[Stated goal] Rewrite the lines below as a numbered list, skipping any blank lines. Leave the pictures out of your list.

[Recorded information]
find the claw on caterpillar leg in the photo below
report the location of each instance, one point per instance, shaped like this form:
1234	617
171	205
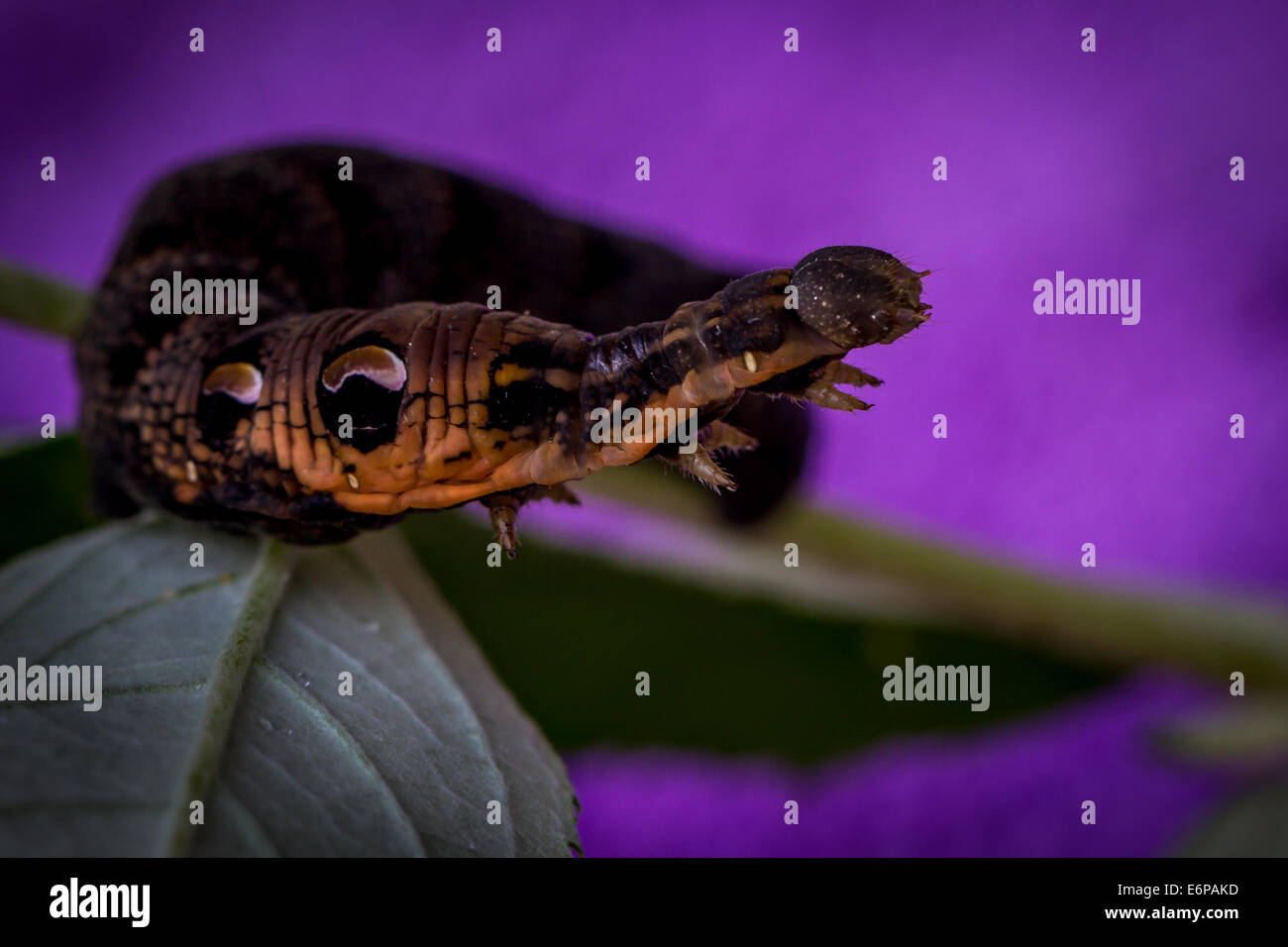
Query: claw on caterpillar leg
824	395
558	492
700	467
842	373
503	510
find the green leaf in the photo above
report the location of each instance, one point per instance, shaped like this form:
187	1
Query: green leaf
42	302
732	671
222	684
50	483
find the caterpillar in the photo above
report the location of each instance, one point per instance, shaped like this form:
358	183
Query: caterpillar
348	403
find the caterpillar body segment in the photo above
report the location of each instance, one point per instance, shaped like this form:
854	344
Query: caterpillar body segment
314	427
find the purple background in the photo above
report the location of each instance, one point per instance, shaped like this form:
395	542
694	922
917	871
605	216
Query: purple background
1063	429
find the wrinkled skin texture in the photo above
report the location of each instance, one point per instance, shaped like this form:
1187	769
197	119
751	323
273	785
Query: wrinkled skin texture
449	402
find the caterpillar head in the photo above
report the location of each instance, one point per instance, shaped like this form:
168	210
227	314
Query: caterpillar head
855	295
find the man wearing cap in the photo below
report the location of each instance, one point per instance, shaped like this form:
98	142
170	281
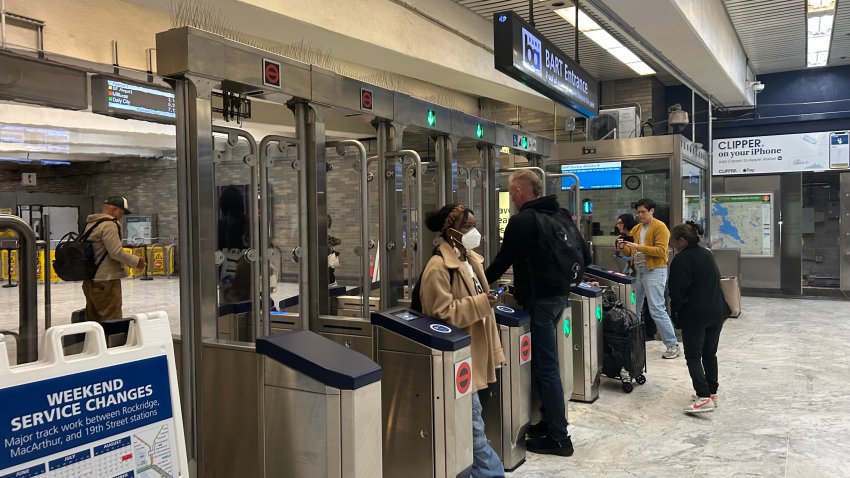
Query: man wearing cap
103	293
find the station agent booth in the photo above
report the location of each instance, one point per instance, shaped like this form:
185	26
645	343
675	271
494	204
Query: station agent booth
616	173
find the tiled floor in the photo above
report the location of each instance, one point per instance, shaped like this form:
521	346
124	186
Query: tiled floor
785	410
785	406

[The output]
1. find the claw on caterpillar leg in the photo below
2. report the location of each instance, one point per instance, shaped like this form:
3. 1234	617
4. 171	205
5. Query: claw on caterpillar leg
6. 824	395
7. 558	492
8. 700	467
9. 842	373
10. 503	510
11. find the green leaf in the photo above
12. report the location of each instance, one point per instance, shaped like this form:
13. 187	1
14. Query: green leaf
15. 42	302
16. 732	671
17. 222	684
18. 50	483
19. find the caterpillar in the photo above
20. report the location of each instance, one point per instance, shaped like this form:
21. 358	183
22. Query: caterpillar
23. 348	403
24. find the caterpillar body segment in the photo above
25. report the location of each instance, one point per instance, shaped like this form:
26. 854	344
27. Query: caterpillar body segment
28. 314	427
29. find the purple background in the photo above
30. report the location of each instance, one point per instance, shaped like this form:
31. 395	542
32. 694	922
33. 917	871
34. 605	216
35. Query: purple background
36. 1063	429
37. find the wrinkled skin texture in the photo above
38. report the location of each instance, one point per instance, shaped like this form:
39. 1187	769
40. 197	119
41. 751	323
42. 273	785
43. Query: wrinkled skin texture
44. 449	402
45. find the caterpillar head in the photo above
46. report the location of each instance, one point per instance, shaped like this form:
47. 168	210
48. 227	314
49. Query: caterpillar head
50. 855	295
51. find the man wearing cap in the photo below
52. report the location of each instance, one point per instance, shaped like this form:
53. 98	142
54. 170	281
55. Query: man wearing cap
56. 103	293
57. find the station agent booth in the photo above
58. report the location of each instance, one point per instance, shaped like this form:
59. 185	26
60. 645	343
61. 675	271
62. 494	204
63. Query: station agent booth
64. 616	173
65. find the tiled floor in the photo above
66. report the location of each instance, one point per instance, shaped like this form:
67. 521	346
68. 124	186
69. Query: tiled floor
70. 785	410
71. 785	406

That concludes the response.